Si tratta, come sottolineato dalla giurisprudenza di legittimità, di un potere di fatto che assume i connotati tipici di una detenzione qualificata, che ha titolo in un negozio tipico di natura familiare, con la conseguenza che l’eventuale estromissione violenta o clandestina dall’immobile, compiuta da terzi o anche dal convivente proprietario in danno del convivente non proprietario, legittima quest’ultimo alla tutela possessoria, consentendogli, eventualmente, di esperire l’azione di spoglio.
Detta detenzione qualificata del convivente non proprietario né possessore, tuttavia, è esercitabile ed opponibile ai terzi in quanto permanga il titolo da cui deriva ed, ossia, finché perduri la convivenza more uxorio.
La detenzione si estingue se viene meno la convivenza
Così, una volta venuto meno il titolo a causa della cessazione della convivenza o per decesso del convivente proprietario-possessore, si estingue anche il diritto avente ad oggetto la detenzione qualificata sull’unità abitativa e, in tale contesto, la protrazione della relazione di fatto tra il bene ed il convivente superstite, potrà ritenersi legittima solo in base alla eventuale istituzione del medesimo come coerede o legatario dell’immobile in virtù di disposizioni testamentarie o in base alla costituzione di un nuovo e diverso titolo di detenzione da parte degli eredi del convivente proprietario.

━━━━━━━━━━━━━━━━━━━━

*ISTRUZIONI DELL'ESERCIZIO:*
A) Secondo il testo sulla detenzione del convivente, fino a quando la detenzione qualificata del convivente non proprietario resta opponibile ai terzi?
B) Trascrivi parola per parola la parte del testo sulla detenzione del convivente che si apre con le parole contenenti "La detenzione si" e si chiude con "del convivente proprietario.".
I record non servono per svolgere l'esercizio.

━━━━━━━━━━━━━━━━━━━━

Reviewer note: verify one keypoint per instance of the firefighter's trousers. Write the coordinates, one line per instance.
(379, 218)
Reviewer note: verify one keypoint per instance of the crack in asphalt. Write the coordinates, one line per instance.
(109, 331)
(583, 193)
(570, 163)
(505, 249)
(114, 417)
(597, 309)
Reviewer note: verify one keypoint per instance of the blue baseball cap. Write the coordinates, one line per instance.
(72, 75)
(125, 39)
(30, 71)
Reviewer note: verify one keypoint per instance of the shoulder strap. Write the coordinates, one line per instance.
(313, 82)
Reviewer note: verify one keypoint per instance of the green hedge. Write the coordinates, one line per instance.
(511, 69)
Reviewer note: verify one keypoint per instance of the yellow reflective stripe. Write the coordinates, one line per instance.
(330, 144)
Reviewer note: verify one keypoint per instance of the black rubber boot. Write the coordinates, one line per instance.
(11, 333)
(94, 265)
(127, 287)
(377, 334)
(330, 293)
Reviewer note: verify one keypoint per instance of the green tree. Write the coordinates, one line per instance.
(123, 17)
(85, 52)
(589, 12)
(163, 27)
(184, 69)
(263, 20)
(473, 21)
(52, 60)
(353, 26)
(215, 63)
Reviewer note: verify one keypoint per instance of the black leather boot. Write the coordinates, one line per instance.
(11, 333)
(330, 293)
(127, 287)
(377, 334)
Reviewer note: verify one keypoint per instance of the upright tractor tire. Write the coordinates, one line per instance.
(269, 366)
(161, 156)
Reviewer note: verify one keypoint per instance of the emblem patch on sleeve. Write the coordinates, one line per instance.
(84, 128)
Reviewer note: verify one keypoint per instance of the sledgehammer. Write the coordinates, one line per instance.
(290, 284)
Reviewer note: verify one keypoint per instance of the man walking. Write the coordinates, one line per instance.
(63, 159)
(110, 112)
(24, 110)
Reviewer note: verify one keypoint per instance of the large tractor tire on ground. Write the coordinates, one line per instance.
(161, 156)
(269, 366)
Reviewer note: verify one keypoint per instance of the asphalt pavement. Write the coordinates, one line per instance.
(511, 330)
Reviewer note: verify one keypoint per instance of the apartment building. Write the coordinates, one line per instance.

━━━━━━━━━━━━━━━━━━━━

*RISULTATI PER COMPITO:*
A) Finché perdura la convivenza more uxorio.

B)
La detenzione si estingue se viene meno la convivenza
Così, una volta venuto meno il titolo a causa della cessazione della convivenza o per decesso del convivente proprietario-possessore, si estingue anche il diritto avente ad oggetto la detenzione qualificata sull’unità abitativa e, in tale contesto, la protrazione della relazione di fatto tra il bene ed il convivente superstite, potrà ritenersi legittima solo in base alla eventuale istituzione del medesimo come coerede o legatario dell’immobile in virtù di disposizioni testamentarie o in base alla costituzione di un nuovo e diverso titolo di detenzione da parte degli eredi del convivente proprietario.